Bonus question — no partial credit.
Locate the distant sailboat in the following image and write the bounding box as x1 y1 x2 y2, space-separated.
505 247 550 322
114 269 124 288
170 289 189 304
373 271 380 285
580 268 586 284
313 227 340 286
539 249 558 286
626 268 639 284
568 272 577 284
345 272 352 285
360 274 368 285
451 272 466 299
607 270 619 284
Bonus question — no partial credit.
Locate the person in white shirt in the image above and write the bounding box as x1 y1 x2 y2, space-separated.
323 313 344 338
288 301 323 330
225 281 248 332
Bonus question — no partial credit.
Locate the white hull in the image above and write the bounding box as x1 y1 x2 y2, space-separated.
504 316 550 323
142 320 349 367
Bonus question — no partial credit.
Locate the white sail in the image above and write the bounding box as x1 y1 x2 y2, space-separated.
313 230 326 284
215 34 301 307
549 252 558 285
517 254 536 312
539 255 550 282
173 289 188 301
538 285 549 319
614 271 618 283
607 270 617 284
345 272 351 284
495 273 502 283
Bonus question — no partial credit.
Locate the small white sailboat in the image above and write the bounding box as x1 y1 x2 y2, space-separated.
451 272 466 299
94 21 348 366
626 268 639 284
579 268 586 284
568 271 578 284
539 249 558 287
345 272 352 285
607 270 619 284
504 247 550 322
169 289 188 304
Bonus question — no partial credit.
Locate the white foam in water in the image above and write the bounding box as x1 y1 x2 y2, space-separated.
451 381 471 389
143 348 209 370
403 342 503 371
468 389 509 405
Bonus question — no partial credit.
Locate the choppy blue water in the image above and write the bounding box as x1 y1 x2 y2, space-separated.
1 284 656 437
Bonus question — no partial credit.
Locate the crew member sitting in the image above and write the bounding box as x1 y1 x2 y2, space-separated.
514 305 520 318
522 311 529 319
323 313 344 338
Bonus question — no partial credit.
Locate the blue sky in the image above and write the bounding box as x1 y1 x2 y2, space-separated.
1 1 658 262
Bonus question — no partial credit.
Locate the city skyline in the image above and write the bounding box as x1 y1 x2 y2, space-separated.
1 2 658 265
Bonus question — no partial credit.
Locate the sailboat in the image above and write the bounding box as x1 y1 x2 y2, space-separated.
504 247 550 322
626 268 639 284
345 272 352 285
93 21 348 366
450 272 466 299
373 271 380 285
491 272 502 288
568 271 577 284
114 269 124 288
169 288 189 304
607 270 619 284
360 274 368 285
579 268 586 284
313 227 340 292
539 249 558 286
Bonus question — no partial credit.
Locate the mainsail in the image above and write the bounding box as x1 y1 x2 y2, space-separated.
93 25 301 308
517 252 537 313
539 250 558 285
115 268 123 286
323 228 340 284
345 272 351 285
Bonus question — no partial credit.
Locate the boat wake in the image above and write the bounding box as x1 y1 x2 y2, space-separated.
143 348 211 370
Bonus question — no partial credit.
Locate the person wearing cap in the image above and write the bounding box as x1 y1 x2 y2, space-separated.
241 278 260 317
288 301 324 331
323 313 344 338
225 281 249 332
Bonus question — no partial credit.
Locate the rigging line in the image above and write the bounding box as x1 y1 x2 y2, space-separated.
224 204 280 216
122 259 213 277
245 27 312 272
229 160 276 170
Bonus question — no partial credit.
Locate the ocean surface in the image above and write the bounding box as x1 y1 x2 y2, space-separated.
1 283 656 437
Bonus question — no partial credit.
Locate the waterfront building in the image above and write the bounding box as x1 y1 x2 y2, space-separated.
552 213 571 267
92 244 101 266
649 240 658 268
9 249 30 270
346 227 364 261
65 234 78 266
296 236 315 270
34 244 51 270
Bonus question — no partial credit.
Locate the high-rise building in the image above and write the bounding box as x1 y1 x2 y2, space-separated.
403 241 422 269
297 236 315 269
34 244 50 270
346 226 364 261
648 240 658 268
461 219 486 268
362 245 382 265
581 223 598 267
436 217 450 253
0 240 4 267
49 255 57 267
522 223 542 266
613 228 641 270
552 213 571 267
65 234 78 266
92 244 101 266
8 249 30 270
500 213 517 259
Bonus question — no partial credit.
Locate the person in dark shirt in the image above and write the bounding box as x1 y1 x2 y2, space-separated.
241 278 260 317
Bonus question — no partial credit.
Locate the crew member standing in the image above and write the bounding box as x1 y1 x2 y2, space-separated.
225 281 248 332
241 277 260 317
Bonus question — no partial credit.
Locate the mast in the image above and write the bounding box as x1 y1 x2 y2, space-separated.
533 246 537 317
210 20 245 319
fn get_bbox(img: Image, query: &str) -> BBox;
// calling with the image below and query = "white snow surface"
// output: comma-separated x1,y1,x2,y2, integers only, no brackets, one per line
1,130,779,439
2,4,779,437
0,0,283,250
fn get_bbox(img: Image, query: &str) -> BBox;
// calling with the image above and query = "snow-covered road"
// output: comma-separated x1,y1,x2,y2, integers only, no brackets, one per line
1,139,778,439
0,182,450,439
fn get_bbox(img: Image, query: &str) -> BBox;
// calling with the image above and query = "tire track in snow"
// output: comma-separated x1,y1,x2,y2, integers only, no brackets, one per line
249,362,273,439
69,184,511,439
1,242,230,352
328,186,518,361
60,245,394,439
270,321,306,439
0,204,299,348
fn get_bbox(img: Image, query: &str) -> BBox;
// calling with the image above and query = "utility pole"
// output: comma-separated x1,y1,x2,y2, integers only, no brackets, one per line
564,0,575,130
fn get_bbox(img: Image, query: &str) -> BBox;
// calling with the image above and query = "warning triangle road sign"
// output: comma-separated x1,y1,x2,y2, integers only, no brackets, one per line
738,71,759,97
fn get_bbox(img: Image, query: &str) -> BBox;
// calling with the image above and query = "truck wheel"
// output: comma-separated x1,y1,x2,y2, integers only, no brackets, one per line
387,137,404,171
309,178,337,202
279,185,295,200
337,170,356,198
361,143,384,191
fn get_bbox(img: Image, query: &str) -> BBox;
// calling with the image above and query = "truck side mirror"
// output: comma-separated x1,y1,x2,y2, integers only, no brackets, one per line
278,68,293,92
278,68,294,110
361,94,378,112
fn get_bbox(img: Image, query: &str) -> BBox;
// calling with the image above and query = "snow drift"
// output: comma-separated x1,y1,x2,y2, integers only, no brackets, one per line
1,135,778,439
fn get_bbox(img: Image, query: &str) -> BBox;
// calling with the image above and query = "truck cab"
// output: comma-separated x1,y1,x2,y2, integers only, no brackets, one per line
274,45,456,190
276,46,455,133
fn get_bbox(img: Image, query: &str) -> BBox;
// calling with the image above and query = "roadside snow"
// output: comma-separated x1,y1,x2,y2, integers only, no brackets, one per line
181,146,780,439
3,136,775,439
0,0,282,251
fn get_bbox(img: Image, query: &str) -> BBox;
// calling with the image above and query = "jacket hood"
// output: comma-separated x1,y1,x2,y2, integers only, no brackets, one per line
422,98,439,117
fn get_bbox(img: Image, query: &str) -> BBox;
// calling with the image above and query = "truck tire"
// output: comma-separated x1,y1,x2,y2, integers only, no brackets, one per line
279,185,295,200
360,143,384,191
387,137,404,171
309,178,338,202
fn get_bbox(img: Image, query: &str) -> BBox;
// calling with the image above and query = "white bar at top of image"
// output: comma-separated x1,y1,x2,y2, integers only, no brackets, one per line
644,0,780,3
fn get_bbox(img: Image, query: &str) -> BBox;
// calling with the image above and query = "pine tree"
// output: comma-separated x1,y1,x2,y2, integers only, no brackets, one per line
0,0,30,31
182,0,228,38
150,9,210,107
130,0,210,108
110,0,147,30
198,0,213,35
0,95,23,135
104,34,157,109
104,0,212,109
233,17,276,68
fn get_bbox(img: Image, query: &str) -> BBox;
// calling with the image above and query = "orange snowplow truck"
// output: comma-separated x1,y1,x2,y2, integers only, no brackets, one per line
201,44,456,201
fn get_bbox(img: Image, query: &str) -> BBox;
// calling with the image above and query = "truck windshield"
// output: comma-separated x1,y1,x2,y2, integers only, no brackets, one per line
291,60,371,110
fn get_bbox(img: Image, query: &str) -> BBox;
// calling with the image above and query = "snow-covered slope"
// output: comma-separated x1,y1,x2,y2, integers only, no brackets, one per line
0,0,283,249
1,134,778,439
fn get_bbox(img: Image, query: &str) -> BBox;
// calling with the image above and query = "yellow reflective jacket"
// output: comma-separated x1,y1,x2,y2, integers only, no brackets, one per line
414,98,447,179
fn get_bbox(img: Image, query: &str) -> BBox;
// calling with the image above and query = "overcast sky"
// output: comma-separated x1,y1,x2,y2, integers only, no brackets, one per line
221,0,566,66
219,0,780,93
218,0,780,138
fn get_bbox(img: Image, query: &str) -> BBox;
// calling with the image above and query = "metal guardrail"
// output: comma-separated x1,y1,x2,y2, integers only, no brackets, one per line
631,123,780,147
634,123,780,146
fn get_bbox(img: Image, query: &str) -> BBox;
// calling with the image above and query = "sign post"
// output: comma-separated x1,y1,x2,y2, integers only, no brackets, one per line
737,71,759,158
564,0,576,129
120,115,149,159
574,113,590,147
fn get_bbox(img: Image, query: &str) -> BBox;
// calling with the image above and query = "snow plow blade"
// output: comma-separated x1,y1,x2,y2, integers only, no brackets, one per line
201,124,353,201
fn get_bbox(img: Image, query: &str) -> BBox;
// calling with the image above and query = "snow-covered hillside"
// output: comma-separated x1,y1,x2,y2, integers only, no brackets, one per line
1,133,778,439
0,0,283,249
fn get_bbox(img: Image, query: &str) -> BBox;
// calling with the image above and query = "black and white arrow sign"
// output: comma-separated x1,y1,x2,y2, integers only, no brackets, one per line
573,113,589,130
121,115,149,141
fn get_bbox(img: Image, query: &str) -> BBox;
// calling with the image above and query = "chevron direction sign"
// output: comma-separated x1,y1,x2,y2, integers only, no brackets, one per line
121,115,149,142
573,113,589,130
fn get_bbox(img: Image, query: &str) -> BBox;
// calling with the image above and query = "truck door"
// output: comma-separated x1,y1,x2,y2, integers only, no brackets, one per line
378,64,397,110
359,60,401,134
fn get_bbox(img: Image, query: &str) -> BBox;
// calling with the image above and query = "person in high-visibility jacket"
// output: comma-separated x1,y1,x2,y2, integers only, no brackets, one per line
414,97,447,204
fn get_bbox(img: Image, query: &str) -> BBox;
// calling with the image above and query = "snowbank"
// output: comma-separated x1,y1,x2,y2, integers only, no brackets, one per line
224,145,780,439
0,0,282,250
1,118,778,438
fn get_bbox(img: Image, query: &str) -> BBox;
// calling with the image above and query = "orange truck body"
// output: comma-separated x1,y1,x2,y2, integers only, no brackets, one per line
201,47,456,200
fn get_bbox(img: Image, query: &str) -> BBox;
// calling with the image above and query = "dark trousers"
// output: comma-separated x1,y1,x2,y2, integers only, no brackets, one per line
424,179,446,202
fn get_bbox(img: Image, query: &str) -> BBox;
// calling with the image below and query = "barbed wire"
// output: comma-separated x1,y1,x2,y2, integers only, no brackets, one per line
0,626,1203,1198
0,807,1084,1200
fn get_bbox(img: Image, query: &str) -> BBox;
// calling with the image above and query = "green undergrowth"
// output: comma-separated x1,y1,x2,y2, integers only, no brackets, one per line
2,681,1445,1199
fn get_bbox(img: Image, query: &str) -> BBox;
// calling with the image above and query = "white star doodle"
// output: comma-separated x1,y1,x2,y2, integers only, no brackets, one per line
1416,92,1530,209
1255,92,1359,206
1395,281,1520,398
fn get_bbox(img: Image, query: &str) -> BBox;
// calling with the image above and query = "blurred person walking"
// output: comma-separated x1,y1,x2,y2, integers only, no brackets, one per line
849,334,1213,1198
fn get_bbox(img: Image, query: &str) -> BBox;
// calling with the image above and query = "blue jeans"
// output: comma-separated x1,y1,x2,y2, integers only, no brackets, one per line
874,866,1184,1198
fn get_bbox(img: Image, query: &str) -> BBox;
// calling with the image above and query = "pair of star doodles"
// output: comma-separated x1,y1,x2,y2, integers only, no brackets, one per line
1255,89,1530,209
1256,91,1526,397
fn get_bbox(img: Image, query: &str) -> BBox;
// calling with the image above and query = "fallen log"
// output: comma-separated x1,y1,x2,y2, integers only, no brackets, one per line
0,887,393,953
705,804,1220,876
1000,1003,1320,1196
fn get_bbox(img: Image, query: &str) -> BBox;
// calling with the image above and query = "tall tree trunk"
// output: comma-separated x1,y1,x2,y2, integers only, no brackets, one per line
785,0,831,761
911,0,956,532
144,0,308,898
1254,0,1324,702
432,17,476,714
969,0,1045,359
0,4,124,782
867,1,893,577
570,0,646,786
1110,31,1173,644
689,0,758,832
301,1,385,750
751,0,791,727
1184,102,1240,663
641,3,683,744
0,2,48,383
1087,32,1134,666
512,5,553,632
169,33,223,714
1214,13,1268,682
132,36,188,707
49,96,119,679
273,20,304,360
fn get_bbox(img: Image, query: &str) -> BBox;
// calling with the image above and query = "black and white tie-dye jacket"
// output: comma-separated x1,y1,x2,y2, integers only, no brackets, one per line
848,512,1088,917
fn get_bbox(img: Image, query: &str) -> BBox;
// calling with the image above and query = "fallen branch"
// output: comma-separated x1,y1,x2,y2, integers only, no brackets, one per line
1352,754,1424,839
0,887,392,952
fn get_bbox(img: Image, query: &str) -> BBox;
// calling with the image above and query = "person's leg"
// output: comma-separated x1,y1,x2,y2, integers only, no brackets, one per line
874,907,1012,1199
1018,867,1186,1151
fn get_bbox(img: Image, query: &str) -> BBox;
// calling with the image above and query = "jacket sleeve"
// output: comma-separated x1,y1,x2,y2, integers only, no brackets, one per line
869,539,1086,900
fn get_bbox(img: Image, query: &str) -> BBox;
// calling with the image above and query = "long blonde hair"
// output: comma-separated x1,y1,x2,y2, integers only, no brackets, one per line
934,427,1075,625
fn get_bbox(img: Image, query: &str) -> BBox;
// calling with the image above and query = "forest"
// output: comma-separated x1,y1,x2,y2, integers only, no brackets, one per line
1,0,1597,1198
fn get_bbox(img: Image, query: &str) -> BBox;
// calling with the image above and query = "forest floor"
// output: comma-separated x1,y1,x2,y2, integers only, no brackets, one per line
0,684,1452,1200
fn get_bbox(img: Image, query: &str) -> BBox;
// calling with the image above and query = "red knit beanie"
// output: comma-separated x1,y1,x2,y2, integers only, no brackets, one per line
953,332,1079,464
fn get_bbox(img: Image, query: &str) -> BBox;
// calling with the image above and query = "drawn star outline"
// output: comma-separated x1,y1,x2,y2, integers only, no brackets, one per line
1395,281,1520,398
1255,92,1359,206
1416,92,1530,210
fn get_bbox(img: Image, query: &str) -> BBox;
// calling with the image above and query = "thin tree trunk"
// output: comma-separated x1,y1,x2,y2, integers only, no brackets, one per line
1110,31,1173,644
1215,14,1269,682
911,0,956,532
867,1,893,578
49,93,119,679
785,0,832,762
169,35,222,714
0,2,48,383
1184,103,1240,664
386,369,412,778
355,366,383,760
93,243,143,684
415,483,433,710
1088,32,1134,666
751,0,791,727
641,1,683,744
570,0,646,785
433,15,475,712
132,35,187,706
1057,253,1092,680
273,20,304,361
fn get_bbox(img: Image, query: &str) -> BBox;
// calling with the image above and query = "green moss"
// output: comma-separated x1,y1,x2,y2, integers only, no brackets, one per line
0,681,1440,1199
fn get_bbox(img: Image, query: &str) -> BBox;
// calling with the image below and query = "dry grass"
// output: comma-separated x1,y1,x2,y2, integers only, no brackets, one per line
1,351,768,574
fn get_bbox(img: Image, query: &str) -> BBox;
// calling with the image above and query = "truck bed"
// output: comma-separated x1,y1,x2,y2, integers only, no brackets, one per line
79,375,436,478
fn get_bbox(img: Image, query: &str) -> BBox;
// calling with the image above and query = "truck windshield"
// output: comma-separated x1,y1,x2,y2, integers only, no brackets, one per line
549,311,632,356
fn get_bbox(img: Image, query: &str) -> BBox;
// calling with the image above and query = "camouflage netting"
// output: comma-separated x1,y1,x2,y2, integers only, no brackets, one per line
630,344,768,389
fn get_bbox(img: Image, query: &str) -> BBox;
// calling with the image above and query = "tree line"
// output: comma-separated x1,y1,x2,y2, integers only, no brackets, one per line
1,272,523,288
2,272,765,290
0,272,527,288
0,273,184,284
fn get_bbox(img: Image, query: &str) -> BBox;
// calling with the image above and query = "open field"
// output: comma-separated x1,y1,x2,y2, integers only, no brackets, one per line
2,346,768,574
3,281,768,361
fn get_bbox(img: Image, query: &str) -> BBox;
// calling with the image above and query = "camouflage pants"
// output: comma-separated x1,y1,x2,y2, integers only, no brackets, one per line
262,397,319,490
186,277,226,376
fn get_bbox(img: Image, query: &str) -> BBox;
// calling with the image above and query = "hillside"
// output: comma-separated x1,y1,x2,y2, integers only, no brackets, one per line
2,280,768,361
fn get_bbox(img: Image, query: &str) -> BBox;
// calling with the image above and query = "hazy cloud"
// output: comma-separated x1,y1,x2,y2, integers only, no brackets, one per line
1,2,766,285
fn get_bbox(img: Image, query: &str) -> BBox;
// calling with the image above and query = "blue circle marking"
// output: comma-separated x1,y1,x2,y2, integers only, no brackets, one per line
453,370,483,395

---*---

Pick each line holding "tree" out of the entries above and return it.

// calling with the image above and query = "pine tree"
// calling with the image above and query = "tall tree trunk"
// calling with the image above and query = "thin tree trunk"
// calling with the image above and query = "tree line"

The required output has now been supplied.